┏━━

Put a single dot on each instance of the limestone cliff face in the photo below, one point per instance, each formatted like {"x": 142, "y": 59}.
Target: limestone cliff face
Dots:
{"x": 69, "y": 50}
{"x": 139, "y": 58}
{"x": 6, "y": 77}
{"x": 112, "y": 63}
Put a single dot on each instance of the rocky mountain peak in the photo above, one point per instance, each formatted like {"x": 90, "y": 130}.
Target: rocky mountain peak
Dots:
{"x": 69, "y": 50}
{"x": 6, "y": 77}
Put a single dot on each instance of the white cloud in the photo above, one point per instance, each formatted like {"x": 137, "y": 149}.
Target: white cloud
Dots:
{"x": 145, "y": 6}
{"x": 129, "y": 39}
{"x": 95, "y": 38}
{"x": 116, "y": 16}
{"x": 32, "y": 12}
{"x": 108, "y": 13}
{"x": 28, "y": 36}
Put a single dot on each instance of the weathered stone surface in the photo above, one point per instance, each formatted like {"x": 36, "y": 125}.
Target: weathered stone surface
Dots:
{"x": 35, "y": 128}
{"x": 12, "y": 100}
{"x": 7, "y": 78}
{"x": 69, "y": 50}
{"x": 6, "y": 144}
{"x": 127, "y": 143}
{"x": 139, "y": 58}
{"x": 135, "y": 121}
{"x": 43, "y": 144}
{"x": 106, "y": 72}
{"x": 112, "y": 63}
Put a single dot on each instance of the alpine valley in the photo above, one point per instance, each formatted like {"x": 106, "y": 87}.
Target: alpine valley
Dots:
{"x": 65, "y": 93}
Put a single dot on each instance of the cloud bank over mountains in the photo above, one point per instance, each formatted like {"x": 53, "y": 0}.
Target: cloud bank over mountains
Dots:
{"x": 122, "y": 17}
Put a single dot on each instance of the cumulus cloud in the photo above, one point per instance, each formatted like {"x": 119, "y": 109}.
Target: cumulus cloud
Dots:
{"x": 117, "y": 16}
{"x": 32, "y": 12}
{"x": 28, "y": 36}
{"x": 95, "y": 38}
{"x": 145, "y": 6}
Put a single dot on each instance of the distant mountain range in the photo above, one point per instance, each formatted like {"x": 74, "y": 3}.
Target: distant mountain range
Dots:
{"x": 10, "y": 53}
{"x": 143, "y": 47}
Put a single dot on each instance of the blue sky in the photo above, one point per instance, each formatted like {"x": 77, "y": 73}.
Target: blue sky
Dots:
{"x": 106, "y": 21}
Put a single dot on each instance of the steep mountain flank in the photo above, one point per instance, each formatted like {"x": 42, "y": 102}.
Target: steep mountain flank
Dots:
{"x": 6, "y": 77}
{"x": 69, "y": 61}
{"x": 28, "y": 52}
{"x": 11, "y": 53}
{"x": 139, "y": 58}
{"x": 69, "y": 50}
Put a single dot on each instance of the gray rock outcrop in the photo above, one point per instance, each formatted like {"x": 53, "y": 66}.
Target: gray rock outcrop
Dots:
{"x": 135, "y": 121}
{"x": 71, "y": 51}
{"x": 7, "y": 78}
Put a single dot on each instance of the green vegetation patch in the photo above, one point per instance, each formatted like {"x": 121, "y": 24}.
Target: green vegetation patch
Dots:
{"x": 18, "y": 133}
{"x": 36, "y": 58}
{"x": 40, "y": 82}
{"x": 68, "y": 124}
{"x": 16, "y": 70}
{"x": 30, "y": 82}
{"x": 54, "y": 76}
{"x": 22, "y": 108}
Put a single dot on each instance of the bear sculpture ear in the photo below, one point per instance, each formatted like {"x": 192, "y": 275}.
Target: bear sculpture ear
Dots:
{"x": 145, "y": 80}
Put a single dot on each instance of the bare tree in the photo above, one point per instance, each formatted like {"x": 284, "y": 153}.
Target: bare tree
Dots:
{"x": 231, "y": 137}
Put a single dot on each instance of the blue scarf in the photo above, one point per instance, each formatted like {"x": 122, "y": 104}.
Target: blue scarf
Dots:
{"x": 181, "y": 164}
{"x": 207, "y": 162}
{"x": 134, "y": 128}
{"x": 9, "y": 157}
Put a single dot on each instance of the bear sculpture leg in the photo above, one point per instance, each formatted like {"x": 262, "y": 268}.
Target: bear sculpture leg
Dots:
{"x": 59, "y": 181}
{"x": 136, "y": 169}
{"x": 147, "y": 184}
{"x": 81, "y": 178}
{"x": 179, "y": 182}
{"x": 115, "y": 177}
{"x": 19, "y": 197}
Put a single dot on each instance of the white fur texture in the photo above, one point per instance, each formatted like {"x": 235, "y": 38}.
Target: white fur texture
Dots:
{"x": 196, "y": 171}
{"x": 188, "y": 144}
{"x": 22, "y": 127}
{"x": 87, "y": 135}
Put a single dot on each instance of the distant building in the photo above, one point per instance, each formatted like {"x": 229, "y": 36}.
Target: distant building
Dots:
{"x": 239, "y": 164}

┗━━

#### Work required:
Rewrite every line from the line with "sculpture leg in" through the end of the items, both included. Multiply only the x and y coordinates in the answers by 2.2, rounding to whole numbers with halves going up, and leave all other text and numbers as they are.

#### Response to the task:
Put a single dot on each instance of the bear sculpture leg in the photo above, one point per instance, each formatted like {"x": 262, "y": 268}.
Target: bear sculpture leg
Dots:
{"x": 130, "y": 398}
{"x": 299, "y": 372}
{"x": 323, "y": 405}
{"x": 178, "y": 392}
{"x": 394, "y": 400}
{"x": 253, "y": 389}
{"x": 42, "y": 433}
Put a single dot on each instance of the white fur texture in the photo above, one point per instance, each formatted like {"x": 235, "y": 38}.
Target: white fur texture
Dots:
{"x": 431, "y": 376}
{"x": 414, "y": 317}
{"x": 48, "y": 279}
{"x": 191, "y": 297}
Put a single dot on each instance of the distant building in the photo above, one point per instance, each formatted like {"x": 229, "y": 36}.
Target: distant building
Dots:
{"x": 526, "y": 361}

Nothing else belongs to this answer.